- Exercise description -
The data follows. Retype every entry exactly.

(Referring expression pointing data)
——

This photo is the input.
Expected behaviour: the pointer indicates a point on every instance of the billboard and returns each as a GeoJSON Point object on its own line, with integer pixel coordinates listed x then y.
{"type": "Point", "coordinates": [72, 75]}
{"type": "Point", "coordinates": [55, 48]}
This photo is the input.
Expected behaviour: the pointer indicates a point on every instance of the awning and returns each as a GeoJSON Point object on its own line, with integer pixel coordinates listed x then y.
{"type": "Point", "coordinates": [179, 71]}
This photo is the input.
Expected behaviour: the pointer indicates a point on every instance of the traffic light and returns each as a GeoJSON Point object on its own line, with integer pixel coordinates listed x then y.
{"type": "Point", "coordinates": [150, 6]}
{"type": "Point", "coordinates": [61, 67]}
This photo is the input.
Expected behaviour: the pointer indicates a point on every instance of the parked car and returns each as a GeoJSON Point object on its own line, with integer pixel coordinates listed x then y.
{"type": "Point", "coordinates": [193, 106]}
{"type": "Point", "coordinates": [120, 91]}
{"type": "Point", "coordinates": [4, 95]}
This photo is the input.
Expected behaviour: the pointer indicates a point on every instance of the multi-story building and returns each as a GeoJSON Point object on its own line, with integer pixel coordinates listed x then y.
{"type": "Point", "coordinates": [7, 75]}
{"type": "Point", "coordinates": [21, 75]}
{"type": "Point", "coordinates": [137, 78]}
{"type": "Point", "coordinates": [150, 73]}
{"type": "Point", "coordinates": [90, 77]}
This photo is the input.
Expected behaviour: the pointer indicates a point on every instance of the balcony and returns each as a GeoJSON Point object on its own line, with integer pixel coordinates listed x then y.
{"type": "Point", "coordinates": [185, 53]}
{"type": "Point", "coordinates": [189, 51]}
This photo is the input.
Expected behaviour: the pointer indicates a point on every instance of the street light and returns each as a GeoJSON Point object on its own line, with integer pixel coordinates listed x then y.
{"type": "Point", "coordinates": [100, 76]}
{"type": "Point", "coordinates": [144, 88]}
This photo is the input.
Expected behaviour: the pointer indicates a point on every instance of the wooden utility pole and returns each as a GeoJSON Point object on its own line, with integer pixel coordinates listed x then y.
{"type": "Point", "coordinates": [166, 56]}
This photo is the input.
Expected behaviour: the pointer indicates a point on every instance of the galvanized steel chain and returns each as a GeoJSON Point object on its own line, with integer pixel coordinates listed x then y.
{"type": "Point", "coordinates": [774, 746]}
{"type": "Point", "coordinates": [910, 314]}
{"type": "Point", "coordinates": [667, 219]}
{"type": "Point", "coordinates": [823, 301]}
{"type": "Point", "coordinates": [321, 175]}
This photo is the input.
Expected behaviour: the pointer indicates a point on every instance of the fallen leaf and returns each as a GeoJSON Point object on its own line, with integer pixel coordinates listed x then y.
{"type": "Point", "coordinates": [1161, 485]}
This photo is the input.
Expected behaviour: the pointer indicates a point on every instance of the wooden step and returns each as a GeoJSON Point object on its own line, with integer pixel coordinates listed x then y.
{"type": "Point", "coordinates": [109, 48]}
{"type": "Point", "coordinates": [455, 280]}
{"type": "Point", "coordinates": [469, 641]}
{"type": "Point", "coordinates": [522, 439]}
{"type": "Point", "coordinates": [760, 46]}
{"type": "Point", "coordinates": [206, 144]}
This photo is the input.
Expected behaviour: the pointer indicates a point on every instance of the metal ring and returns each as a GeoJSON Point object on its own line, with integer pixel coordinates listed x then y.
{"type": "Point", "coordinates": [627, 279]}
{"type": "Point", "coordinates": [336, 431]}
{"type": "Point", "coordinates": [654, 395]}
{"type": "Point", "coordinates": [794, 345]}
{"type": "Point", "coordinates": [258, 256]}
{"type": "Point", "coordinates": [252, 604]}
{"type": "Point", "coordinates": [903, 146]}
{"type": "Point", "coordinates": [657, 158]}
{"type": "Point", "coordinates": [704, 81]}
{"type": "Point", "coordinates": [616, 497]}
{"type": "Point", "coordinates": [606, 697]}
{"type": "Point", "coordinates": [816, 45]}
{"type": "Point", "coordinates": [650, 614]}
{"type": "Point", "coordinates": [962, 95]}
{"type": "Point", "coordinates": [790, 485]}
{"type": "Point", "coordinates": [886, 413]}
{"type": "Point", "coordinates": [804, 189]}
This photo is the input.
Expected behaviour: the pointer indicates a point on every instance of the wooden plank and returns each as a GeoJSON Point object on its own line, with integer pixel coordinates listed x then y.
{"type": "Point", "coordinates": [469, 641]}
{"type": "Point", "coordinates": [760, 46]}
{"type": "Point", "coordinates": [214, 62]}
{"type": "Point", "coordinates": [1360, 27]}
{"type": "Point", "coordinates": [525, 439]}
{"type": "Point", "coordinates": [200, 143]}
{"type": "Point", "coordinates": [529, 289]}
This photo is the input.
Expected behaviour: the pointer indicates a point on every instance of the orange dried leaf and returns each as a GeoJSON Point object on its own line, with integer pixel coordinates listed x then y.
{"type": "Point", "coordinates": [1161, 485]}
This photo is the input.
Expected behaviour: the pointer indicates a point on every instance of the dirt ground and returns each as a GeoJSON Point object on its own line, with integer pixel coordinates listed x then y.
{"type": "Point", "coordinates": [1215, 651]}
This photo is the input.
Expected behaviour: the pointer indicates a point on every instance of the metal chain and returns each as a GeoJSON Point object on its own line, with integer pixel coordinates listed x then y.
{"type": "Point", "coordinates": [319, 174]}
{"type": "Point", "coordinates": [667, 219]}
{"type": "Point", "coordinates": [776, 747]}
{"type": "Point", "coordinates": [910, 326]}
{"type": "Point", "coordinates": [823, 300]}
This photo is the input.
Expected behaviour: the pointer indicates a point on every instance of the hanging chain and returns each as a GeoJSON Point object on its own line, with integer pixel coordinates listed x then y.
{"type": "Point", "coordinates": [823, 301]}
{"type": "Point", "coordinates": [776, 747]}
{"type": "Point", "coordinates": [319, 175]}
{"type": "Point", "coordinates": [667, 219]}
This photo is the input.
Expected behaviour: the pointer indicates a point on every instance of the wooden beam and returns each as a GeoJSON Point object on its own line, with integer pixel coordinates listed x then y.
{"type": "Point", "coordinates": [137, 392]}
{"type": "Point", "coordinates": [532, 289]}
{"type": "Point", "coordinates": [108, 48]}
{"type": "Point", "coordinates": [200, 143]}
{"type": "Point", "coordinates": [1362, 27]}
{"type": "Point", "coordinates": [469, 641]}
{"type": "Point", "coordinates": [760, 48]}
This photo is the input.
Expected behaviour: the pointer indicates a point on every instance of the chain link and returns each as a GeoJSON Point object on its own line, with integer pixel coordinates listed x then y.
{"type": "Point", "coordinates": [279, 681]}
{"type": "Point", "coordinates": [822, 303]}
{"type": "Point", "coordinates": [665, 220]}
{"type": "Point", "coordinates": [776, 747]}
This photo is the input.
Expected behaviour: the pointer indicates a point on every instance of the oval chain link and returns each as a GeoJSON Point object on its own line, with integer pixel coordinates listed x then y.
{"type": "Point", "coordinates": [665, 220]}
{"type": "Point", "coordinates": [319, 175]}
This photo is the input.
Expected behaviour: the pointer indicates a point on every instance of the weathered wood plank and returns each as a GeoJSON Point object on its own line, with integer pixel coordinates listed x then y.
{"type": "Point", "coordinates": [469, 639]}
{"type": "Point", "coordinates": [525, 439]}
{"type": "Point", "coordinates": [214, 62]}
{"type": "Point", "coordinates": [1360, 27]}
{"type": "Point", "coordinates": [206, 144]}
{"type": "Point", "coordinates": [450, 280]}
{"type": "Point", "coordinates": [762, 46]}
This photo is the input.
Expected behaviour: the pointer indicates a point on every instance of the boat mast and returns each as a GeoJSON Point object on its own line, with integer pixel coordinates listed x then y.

——

- Answer to this problem -
This photo is the input.
Expected behaviour: the pointer indicates a point on every instance of the billboard and returns each as a GeoJSON Point object on its own line, with integer pixel coordinates listed x then y.
{"type": "Point", "coordinates": [72, 75]}
{"type": "Point", "coordinates": [55, 48]}
This photo is the input.
Expected behaviour: the pointer indicates a point on every instance of the awning and returns each as a GeoJSON Point object on its own line, with integer pixel coordinates listed x then y.
{"type": "Point", "coordinates": [179, 71]}
This photo is the input.
Expected behaviour: the pointer indicates a point on every instance of the traffic light and returns each as a GeoJSON Point object on its own line, with integer pixel coordinates listed x then y.
{"type": "Point", "coordinates": [150, 6]}
{"type": "Point", "coordinates": [61, 67]}
This photo is the input.
Expected behaviour: the pointer indicates a point on every instance of the parked car and returns each as a GeoJSON Point object on its own line, with integer pixel coordinates listed x then y.
{"type": "Point", "coordinates": [193, 106]}
{"type": "Point", "coordinates": [120, 91]}
{"type": "Point", "coordinates": [4, 95]}
This photo is the input.
Expected behaviour: the pointer indicates a point on every instance of the multi-story building and returns each as a GeoJSON Point object on its own line, with integer pixel coordinates listed x then y.
{"type": "Point", "coordinates": [7, 75]}
{"type": "Point", "coordinates": [21, 75]}
{"type": "Point", "coordinates": [137, 78]}
{"type": "Point", "coordinates": [150, 73]}
{"type": "Point", "coordinates": [90, 77]}
This photo is the input.
Expected behaviour: the pointer indicates a point on every instance of the balcony and returns each as a GeoJSON Point object on its own line, with integer pixel coordinates listed x then y.
{"type": "Point", "coordinates": [185, 53]}
{"type": "Point", "coordinates": [189, 51]}
This photo is the input.
Expected behaviour: the pointer indicates a point on every instance of the street light and returns each as a GeoJSON Point object on its own line, with integer pixel coordinates listed x then y.
{"type": "Point", "coordinates": [100, 76]}
{"type": "Point", "coordinates": [144, 88]}
This photo is the input.
Expected behaviour: the pointer indicates a point on every instance of the wooden utility pole and returns each as a GeoJSON Point object on its own line, with integer pixel coordinates listed x then y.
{"type": "Point", "coordinates": [166, 56]}
This photo is the input.
Expected behaviour: the pointer indicates a point on every instance of the galvanized steel chain and returns each as a GeoJSON Point object on its own line, with integer pixel coordinates listed x then y.
{"type": "Point", "coordinates": [774, 746]}
{"type": "Point", "coordinates": [910, 314]}
{"type": "Point", "coordinates": [667, 219]}
{"type": "Point", "coordinates": [823, 301]}
{"type": "Point", "coordinates": [321, 175]}
This photo is the input.
Expected behaviour: the pointer indicates a point on every instance of the fallen leaf and returns each as a GeoJSON Point object on its own line, with integer pixel coordinates listed x then y.
{"type": "Point", "coordinates": [1161, 485]}
This photo is the input.
Expected behaviour: the pointer indicates a point on every instance of the wooden step and returns each as a GeoJSON Point object on its own line, with integer pixel coordinates listed x then y.
{"type": "Point", "coordinates": [109, 48]}
{"type": "Point", "coordinates": [455, 280]}
{"type": "Point", "coordinates": [469, 641]}
{"type": "Point", "coordinates": [522, 439]}
{"type": "Point", "coordinates": [760, 46]}
{"type": "Point", "coordinates": [206, 144]}
This photo is the input.
Expected behaviour: the pointer indicates a point on every instance of the metal ring and returns each as a GeoJSON Point object on its own line, with integer pixel coordinates listed x then y.
{"type": "Point", "coordinates": [627, 279]}
{"type": "Point", "coordinates": [336, 431]}
{"type": "Point", "coordinates": [654, 395]}
{"type": "Point", "coordinates": [794, 345]}
{"type": "Point", "coordinates": [258, 256]}
{"type": "Point", "coordinates": [252, 604]}
{"type": "Point", "coordinates": [903, 146]}
{"type": "Point", "coordinates": [657, 158]}
{"type": "Point", "coordinates": [704, 81]}
{"type": "Point", "coordinates": [616, 497]}
{"type": "Point", "coordinates": [606, 697]}
{"type": "Point", "coordinates": [816, 45]}
{"type": "Point", "coordinates": [650, 614]}
{"type": "Point", "coordinates": [962, 95]}
{"type": "Point", "coordinates": [790, 485]}
{"type": "Point", "coordinates": [886, 413]}
{"type": "Point", "coordinates": [804, 189]}
This photo is the input.
Expected behaviour: the pointer indicates a point on every instance of the wooden plank and returns each as a GeoJSON Point object on its own line, with integer pixel coordinates listed x then y.
{"type": "Point", "coordinates": [469, 641]}
{"type": "Point", "coordinates": [760, 46]}
{"type": "Point", "coordinates": [214, 62]}
{"type": "Point", "coordinates": [1360, 27]}
{"type": "Point", "coordinates": [525, 439]}
{"type": "Point", "coordinates": [200, 143]}
{"type": "Point", "coordinates": [529, 289]}
This photo is the input.
Expected behaviour: the pointer indicates a point on every instance of the orange dried leaf and returns each as a GeoJSON Point object on its own line, with integer pixel coordinates listed x then y.
{"type": "Point", "coordinates": [1161, 485]}
This photo is the input.
Expected behaviour: the pointer indicates a point on every instance of the dirt ground and returns each as a GeoJSON Point object on its own line, with integer pixel coordinates listed x then y.
{"type": "Point", "coordinates": [1215, 651]}
This photo is the input.
Expected behaviour: the pointer indicates a point on every instance of the metal chain and returns each as a GeoJSON Point object on its own line, with integer pixel coordinates listed x then y.
{"type": "Point", "coordinates": [319, 174]}
{"type": "Point", "coordinates": [667, 219]}
{"type": "Point", "coordinates": [776, 747]}
{"type": "Point", "coordinates": [910, 326]}
{"type": "Point", "coordinates": [823, 300]}
This photo is the input.
Expected behaviour: the pointer indicates a point on every instance of the hanging chain and returns each as a GeoJSON Point object on its own line, with integer pixel coordinates listed x then y.
{"type": "Point", "coordinates": [823, 301]}
{"type": "Point", "coordinates": [776, 747]}
{"type": "Point", "coordinates": [319, 175]}
{"type": "Point", "coordinates": [667, 219]}
This photo is the input.
Expected behaviour: the pointer indicates a point on every instance of the wooden beam and returns each as a GeoJSON Point object on its own line, with integer pixel coordinates listed x then y.
{"type": "Point", "coordinates": [137, 392]}
{"type": "Point", "coordinates": [532, 289]}
{"type": "Point", "coordinates": [108, 48]}
{"type": "Point", "coordinates": [200, 143]}
{"type": "Point", "coordinates": [1362, 27]}
{"type": "Point", "coordinates": [469, 641]}
{"type": "Point", "coordinates": [760, 48]}
This photo is the input.
Expected behaviour: the pointer indicates a point on every instance of the chain link and returns each as a GeoJSON Point object on its own line, with integer pixel coordinates listed x then y.
{"type": "Point", "coordinates": [279, 681]}
{"type": "Point", "coordinates": [822, 303]}
{"type": "Point", "coordinates": [665, 220]}
{"type": "Point", "coordinates": [776, 747]}
This photo is the input.
Expected behaviour: the pointer indicates a point on every instance of the oval chain link and returns each as a GeoJSON Point object on its own line, with integer pixel coordinates listed x then y.
{"type": "Point", "coordinates": [665, 220]}
{"type": "Point", "coordinates": [319, 175]}
This photo is the input.
Expected behaviour: the pointer indicates a point on every instance of the weathered wood plank and returns each as a GeoJSON Point object on its own line, with integer pixel coordinates listed x then y.
{"type": "Point", "coordinates": [469, 639]}
{"type": "Point", "coordinates": [525, 439]}
{"type": "Point", "coordinates": [214, 62]}
{"type": "Point", "coordinates": [1360, 27]}
{"type": "Point", "coordinates": [206, 144]}
{"type": "Point", "coordinates": [450, 280]}
{"type": "Point", "coordinates": [762, 46]}
This photo is the input.
Expected behaviour: the pointer indicates a point on every instance of the boat mast and returns each as a GeoJSON Point object on its own line, with integer pixel coordinates listed x then y.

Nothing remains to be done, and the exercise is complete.